### TASK
Every line of the material that follows must be printed again exactly.
--- start of LISTING ---
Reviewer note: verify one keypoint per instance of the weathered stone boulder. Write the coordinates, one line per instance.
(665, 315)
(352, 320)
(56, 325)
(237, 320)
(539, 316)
--- end of LISTING ---
### SOLUTION FOR THIS TASK
Reviewer note: verify one keypoint per instance of the weathered stone boulder. Write the coordinates, one line per instance.
(665, 315)
(352, 320)
(56, 325)
(237, 320)
(539, 316)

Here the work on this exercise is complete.